Directive —
Please copy all of the records below word for word, leaving nothing out.

Records for location labeling —
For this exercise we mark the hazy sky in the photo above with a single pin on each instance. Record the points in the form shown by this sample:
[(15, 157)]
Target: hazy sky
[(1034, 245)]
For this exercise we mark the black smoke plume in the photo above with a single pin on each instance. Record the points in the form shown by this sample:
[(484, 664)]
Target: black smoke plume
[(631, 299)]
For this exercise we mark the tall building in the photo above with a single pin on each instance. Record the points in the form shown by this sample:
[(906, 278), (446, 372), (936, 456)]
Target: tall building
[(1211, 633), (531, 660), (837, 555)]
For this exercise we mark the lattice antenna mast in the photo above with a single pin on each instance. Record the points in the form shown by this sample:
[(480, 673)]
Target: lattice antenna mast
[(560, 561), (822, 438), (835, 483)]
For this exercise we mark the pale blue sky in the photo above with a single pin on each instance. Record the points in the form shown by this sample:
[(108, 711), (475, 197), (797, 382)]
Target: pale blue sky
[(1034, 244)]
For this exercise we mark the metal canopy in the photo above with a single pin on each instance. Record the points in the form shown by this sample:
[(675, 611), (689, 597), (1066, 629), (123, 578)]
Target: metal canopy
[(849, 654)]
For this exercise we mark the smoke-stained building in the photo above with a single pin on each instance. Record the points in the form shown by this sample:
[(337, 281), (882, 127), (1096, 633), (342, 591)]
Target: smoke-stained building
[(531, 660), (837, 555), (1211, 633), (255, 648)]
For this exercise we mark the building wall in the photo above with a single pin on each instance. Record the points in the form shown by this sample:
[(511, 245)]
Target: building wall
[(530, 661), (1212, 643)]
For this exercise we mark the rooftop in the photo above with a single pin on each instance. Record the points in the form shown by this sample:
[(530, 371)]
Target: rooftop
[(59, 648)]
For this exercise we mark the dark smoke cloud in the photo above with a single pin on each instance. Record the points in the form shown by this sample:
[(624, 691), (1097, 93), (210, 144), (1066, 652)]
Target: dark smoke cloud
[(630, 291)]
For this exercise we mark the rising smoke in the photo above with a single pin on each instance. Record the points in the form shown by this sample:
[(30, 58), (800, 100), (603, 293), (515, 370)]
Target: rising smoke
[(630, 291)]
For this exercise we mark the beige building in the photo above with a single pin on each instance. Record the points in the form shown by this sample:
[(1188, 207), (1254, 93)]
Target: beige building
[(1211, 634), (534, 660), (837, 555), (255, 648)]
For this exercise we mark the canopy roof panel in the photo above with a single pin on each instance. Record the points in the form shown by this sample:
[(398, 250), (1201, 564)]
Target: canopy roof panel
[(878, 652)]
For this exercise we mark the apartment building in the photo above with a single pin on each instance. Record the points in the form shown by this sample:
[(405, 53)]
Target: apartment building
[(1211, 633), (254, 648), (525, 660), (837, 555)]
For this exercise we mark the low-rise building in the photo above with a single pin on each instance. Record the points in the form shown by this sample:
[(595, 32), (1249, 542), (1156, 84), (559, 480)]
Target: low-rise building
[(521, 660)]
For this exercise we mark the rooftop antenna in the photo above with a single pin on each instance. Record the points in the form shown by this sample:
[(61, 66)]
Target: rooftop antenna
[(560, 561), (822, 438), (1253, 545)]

Written reply —
For this exercise we mark the hazy sky in the photo above with a single pin on each instance. Record the points in the form shown by this sample:
[(15, 157)]
Target: hazy sky
[(1034, 245)]
For this exercise we mark the black smoke plume in the photo above with a single pin on each instance. Record the points in the form shown by this sample:
[(484, 664)]
Target: black smoke plume
[(631, 299)]
For this exercise we mark the tall building in the photo above with a single pin on each instance. Record the points in the form shown by this sample:
[(906, 278), (446, 372), (936, 456)]
Target: tall building
[(1211, 633), (531, 660), (837, 555)]
For this exercise we mark the lattice antenna mast in the photo above with a single pin on each instance. Record the points in the form shown by this sample:
[(480, 673)]
Target: lattice antenna mast
[(560, 561), (822, 438), (835, 483)]
For this exercise we mark the pale blue sky in the photo above with a single pin on each instance. Record the points in the form shown by this sample:
[(108, 711), (475, 197), (797, 382)]
Target: pale blue sky
[(1034, 244)]
For this exercise we mark the metal canopy in the photo above with a single pin on each instance. Record the points in the form shown by this sample:
[(675, 611), (689, 597), (1066, 629), (123, 578)]
Target: metal canopy
[(849, 654)]
For this exercise we mark the smoke-stained building in the photo above with a single pin on each instance. Record the points in the form shown by this sample:
[(337, 281), (882, 127), (1096, 633), (342, 591)]
Target: smoke-stained building
[(531, 660), (837, 555), (1211, 633), (255, 648)]
For this exercise we mark the building wall in the photo above with a single pin on each instance. Record the points in the form shown by this sample:
[(511, 245)]
Target: building wall
[(530, 661), (1212, 643)]
For this exercise we mark the rooftop in the photo above with a single pin on each instance. Record the points in the form shown by this sample:
[(530, 371)]
Target: rooftop
[(59, 648)]
For this exercise we mark the dark smoke cloud in the photo above with a single pin on each instance. Record the points in the form shown by this sample:
[(624, 691), (1097, 93), (210, 144), (1066, 652)]
Target: dark smoke cloud
[(630, 291)]
For this exercise we mark the rising smoke in the photo above with a single pin on each instance. Record the points in the form shown by this sample:
[(30, 58), (800, 100), (603, 293), (515, 370)]
Target: rising smoke
[(630, 291)]
For this exercise we mark the beige building in the photo above with a single pin on each instance. Record the points in the form shown by this sample:
[(1188, 207), (1254, 93)]
Target: beige building
[(1211, 634), (534, 660), (837, 555), (255, 648)]
For this exercise we mark the canopy roof panel in the photo above with a single pin on each instance. Record the points in the form shown by this sample:
[(398, 250), (1201, 564)]
Target: canopy roof panel
[(878, 652)]
For this exercise we mark the apartment building in the photo above with a single pin on each instance. Record the points in the form shown by this sample:
[(405, 53)]
Target: apartment building
[(1211, 633), (254, 648), (525, 660), (837, 555)]
For this exercise we mark the low-rise building in the photo above with a single pin on each instance. Record the points in the form shown by this sample:
[(595, 32), (1249, 542), (1156, 84), (559, 480)]
Target: low-rise building
[(521, 660)]
For this exercise we mark the rooftop antenna in the photo above with a single pin on each instance. Record the points in the form shown by this sample:
[(61, 66)]
Target: rooftop antenna
[(560, 561), (822, 438), (1253, 545)]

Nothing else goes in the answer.